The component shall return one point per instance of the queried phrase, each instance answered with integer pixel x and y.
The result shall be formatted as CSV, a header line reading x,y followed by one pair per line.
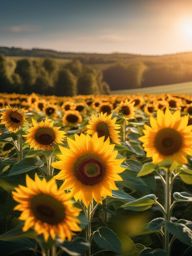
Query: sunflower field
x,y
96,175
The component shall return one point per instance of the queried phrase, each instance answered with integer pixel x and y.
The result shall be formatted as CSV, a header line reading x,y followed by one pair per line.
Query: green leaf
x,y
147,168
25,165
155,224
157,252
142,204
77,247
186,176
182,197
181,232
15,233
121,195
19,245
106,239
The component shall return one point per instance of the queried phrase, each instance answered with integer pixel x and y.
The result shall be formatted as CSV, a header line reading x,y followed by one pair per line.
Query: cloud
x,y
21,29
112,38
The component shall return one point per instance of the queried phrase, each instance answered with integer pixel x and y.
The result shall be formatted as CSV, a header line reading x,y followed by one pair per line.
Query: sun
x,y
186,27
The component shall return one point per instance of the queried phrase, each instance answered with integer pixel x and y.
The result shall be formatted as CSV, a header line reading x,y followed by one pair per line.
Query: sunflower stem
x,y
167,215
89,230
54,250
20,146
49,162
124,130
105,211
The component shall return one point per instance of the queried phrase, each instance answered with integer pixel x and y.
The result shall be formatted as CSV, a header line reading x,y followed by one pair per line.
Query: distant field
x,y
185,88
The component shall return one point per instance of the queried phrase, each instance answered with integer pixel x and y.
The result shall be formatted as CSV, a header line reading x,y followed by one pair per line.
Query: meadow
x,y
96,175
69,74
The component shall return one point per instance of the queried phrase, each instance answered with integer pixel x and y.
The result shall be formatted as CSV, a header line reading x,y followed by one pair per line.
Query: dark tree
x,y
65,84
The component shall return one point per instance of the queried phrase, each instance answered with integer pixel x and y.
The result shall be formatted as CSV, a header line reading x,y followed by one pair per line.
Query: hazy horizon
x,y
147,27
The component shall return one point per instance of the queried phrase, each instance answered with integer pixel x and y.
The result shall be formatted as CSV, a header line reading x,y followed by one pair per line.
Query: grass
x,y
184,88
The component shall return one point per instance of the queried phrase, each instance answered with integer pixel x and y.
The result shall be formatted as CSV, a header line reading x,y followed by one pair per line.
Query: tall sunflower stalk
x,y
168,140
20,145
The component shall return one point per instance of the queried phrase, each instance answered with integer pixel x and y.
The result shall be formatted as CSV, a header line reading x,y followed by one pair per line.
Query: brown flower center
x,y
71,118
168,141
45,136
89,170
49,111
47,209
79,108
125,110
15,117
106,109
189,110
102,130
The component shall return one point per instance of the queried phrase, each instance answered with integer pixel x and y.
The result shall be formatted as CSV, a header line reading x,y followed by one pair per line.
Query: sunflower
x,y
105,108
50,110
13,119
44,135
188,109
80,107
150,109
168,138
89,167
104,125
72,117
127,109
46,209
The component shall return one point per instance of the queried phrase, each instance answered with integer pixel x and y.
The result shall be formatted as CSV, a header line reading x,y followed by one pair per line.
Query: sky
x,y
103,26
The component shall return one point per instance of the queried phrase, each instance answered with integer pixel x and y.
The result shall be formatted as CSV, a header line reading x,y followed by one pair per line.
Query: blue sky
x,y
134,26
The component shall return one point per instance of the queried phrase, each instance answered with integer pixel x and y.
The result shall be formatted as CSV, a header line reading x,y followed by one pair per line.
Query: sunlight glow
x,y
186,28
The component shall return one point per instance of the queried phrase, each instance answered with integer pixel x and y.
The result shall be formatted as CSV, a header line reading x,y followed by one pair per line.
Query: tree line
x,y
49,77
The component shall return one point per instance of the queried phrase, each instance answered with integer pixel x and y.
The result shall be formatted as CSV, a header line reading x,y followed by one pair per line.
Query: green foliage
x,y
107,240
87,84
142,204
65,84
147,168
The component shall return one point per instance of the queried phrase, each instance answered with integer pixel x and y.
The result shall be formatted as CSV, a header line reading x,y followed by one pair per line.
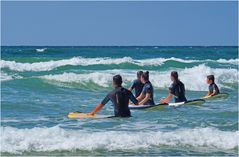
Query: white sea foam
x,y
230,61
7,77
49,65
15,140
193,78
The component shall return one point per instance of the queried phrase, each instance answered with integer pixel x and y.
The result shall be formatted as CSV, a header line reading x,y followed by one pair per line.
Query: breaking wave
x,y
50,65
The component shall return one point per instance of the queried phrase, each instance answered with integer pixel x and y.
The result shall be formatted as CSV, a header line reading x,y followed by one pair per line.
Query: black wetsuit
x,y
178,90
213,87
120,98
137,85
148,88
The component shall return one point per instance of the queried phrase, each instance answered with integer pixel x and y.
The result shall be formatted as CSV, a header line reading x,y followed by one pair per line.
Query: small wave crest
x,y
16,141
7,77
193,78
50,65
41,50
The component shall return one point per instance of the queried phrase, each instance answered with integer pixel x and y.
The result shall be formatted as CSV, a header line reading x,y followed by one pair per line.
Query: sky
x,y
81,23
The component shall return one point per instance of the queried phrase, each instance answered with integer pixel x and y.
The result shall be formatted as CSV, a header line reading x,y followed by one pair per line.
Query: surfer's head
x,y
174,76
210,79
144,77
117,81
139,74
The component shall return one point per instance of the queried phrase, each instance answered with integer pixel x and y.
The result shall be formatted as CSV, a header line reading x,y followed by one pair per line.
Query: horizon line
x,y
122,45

▶ _Exercise prompt_
Your output should be the records above, duplicated exactly and picture-free.

▶ _Your solution_
The component shall return one point per instance of the queried phrase, each instance answered with integer pixel x and y.
The result shall be formatted as CSV, a header line reading x,y followed by one pair per line.
Query: sunflower field
x,y
96,175
The component shall return one point per instance of the queried phrase, each instance answered with integer pixel x and y.
The result shall be formatted as CSV, a header line reading x,y followed by one pair per line.
Query: green leaf
x,y
147,168
25,165
155,224
157,252
142,204
77,247
186,176
182,197
181,232
15,233
121,195
19,245
106,239
The component shall return one point per instance of the queried phrase, each instance answered with integer pixel x and y.
The result shall be formatted as CSV, a header line reading x,y followed by one pair per line.
Query: cloud
x,y
21,29
112,38
The component shall return one point per instance of the queried phrase, each instance answered with integer pixel x and y.
The result shall be formatted as CSV, a header line reading x,y followed by one pair per line.
Query: sun
x,y
186,27
The component shall return one point per instance of the queried phrase, each instance answered with integer pixel x and y.
The result shall be formatted as CSV, a header line reading x,y followed by one pair per line.
Query: sunflower stem
x,y
167,215
89,230
54,250
20,146
49,162
124,130
105,211
The component shall return one point per instance of the queried phrase, each instance answered with integer pixel x and y.
The result shall be formatted as CSV, a header line reading x,y followed by one pair per line.
Query: distant field
x,y
185,88
The component shall return one point per instance of the queried phrase, each instance answered with integer pixel x and y.
The result shall be formatted as CSV, a header line reading x,y followed by one pair per line.
Query: meadow
x,y
96,175
69,74
The component shall return one point per instance of the queried phrase, each instance answered with integer pixel x and y.
The result shall be formatted as CSV, a header line reading x,y followed by one pair per line.
Query: dark tree
x,y
65,84
The component shall return one point per instance of the queried phrase, each instance answered with integer pixel x and y.
The result shall be formatted as CSV, a header line reading x,y followed by one pair per line.
Query: hazy horizon
x,y
147,27
The component shall return one point per instance of the queried phrase, each instance answered with integer pixel x and y.
The result shall be formatted as CSV, a header line reading x,y followed by one pair per line.
Query: grass
x,y
184,88
The component shall return one point per instance of the queried phrase, each instance answered with integer pixel x and y.
The result shall be formatted as CSV, a header line reading x,y followed by one pair per line.
Query: tall sunflower stalk
x,y
168,140
20,145
The component shall return one point per instance of the queried phrase, each instance answered with integer pixel x and y.
The result shall be formatted as CSV, a header line reading x,y followed by one pair per line.
Query: brown flower center
x,y
71,118
168,141
45,136
89,170
49,111
47,209
79,108
125,110
15,117
106,109
189,110
102,130
The component shall return one point per instance of the queried phrase, each instance answered with integer pixel x and y.
The result shall be formatted as CSV, a header line reading x,y followed by one pair per line.
Query: sunflower
x,y
105,108
50,110
13,119
44,135
188,109
80,107
150,109
168,138
89,167
104,125
72,117
127,109
46,209
The component shall return one point per instance of the queried phrase, each instance answered with integer pixel x and y.
The result shall be formatted as CSV, a header line reading x,y followed by one pair per line.
Query: sky
x,y
103,26
The component shall return one point per instance of the queried phrase, each instance answered with integer pixel x and y.
The result shall be formatted as CSV, a header line reading x,y followed by one pair per line.
Query: blue sky
x,y
134,26
The component shall return one point per instance of the queried phrase, each instance answered with integer pixel x and y.
The result shall be formatted as CSV, a header line reading x,y followed by one pair per line.
Query: sunlight glow
x,y
186,28
The component shall return one point per instance of the queried phrase, each instance answered with integer pixel x and y.
The result shall be formatted as CSV, a header line reading x,y followed by one pair per line.
Query: tree line
x,y
49,77
The component shall return one point per instance of the queried phrase, each instance answered with integer pixel x and y.
The result shall be formatted as CSV, a header line reading x,y followed by one pair per line.
Query: green foliage
x,y
107,240
87,84
142,204
65,84
147,168
The component shall return one point per instance of the queried phrase, each instance answered with integer pixel x and y.
The result shall be formatted as CSV, a header line reading x,y followed by one pair per line.
Query: white sea foam
x,y
230,61
7,77
49,65
15,140
193,78
The component shall return one point per instance of the queried phrase, each instance answered with integer pixel x and y.
The result shall be formatted as CSV, a header line reading x,y followed by one pair per line.
Query: breaking wave
x,y
50,65
The component shall return one point per instance of the queried phrase, each instance answered with integer pixel x and y.
The result shall be formatted as CSV, a header line reading x,y followed by one pair per line.
Query: black wetsuit
x,y
178,90
213,87
120,98
137,85
148,88
The component shall return one point per instance of the queried phrase, each instance answered with integer pixel x and y.
The result shall be formatted as CSV, a header line reading x,y followed by one pair per line.
Query: small wave crest
x,y
16,141
7,77
193,78
50,65
41,50
The component shall return one point per instance of the queried phrase, each instance answered with integer pixel x and y.
The result shall be formatted as CSV, a header line reading x,y followed by one pair per line.
Query: sky
x,y
81,23
The component shall return one point per instance of the queried phrase, each instance answered with integer pixel x and y.
The result shall be formatted as CSV, a header line reading x,y followed by one pair per line.
Query: surfer's head
x,y
174,76
210,79
144,77
117,81
139,74
The component shall return one point per instance of the queried phrase, each instance answered with integer pixel x and y.
The result shall be formatted as CSV, a header line reading x,y followed by one pair per line.
Query: horizon line
x,y
122,45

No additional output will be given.